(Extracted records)
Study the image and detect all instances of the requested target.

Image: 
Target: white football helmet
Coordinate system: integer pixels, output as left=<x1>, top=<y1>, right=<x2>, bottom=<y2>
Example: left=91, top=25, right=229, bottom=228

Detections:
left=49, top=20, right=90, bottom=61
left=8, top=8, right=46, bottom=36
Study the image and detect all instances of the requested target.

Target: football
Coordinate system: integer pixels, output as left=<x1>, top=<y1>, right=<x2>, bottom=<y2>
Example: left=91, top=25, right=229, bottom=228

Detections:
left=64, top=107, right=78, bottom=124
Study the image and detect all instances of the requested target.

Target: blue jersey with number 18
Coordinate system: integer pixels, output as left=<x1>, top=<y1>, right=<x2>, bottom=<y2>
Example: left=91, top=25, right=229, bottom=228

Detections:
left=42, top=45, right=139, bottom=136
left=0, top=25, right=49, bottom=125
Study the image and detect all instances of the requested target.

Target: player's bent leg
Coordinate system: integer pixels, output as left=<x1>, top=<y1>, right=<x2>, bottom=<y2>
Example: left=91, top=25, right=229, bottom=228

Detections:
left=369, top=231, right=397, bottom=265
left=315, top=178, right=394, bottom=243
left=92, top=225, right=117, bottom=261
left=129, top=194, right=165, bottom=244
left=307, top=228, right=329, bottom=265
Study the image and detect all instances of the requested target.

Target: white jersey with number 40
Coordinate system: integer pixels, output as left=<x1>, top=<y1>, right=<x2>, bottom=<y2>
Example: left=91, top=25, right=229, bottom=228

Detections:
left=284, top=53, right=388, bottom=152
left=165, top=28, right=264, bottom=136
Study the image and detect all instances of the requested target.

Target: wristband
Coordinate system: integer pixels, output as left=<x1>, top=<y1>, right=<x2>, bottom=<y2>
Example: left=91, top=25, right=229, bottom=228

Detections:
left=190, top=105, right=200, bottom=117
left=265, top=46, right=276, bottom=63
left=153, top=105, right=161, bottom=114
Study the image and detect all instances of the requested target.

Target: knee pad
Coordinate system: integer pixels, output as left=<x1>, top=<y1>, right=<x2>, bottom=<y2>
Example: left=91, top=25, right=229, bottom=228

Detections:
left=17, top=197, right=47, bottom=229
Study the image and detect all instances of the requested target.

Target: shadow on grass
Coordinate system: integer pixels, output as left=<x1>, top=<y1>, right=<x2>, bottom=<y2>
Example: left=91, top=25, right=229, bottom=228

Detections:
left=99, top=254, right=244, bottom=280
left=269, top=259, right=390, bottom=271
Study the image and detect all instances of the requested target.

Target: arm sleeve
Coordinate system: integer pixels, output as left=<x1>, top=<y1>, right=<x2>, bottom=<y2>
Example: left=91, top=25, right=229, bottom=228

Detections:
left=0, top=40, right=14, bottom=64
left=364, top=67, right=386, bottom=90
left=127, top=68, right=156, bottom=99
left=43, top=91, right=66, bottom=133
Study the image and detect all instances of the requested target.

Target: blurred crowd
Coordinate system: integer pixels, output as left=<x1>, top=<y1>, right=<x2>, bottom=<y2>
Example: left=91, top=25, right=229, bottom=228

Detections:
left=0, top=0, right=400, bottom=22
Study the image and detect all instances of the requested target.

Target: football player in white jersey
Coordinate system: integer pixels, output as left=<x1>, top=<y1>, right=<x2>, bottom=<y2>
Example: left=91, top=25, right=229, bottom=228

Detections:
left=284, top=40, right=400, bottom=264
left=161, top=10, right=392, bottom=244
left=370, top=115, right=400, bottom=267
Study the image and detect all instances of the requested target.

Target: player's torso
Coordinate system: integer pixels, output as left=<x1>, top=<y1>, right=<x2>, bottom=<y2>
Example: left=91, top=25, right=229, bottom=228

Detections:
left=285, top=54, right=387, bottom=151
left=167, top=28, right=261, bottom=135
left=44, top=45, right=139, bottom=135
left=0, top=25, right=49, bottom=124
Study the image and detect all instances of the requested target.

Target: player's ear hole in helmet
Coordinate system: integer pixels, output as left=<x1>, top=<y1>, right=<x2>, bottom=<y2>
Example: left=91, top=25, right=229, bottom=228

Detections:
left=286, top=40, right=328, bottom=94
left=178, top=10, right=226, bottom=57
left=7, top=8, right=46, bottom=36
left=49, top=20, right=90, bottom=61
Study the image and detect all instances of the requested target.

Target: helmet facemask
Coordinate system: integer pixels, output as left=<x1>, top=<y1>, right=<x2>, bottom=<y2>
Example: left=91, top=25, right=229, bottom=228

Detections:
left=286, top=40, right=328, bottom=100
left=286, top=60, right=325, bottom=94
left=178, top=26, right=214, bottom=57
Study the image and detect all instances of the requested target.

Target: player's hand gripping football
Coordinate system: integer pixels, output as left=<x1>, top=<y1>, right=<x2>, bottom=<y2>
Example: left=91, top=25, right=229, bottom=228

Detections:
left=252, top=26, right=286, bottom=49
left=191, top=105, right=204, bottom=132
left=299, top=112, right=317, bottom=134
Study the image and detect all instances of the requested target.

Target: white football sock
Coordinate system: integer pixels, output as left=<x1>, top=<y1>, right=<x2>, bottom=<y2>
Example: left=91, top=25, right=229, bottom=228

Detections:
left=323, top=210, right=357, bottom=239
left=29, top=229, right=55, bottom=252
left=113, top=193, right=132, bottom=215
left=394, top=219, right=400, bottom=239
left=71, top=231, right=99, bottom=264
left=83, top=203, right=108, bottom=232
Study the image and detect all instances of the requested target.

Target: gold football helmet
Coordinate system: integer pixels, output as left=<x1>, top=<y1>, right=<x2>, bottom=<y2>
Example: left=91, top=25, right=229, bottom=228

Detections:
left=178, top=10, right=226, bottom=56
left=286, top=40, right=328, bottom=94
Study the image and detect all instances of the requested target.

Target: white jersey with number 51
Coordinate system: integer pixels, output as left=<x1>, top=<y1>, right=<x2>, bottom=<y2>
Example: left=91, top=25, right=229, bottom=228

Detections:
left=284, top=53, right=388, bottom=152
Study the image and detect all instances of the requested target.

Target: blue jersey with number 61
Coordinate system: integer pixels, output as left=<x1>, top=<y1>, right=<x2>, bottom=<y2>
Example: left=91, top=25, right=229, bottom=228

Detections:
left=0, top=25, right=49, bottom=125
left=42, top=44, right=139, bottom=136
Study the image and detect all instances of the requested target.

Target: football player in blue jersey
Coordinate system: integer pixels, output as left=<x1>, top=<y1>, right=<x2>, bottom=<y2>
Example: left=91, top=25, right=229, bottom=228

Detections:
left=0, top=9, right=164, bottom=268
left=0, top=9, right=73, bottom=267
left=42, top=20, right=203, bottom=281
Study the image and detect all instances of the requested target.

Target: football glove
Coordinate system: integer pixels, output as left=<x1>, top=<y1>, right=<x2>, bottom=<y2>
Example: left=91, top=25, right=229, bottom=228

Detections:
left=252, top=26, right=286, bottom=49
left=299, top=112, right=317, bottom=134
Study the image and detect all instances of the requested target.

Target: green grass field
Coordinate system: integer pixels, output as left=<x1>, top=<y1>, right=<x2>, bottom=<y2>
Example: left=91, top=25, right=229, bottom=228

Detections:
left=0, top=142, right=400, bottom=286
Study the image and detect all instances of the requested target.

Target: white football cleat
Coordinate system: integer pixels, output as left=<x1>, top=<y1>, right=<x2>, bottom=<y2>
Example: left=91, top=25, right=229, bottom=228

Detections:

## Exercise aim
Pick out every line in the items above that contains the word "helmet" and copy each one.

## Solution to this problem
Target: white football helmet
Target: player's ear hole in helmet
Target: helmet facemask
Target: gold football helmet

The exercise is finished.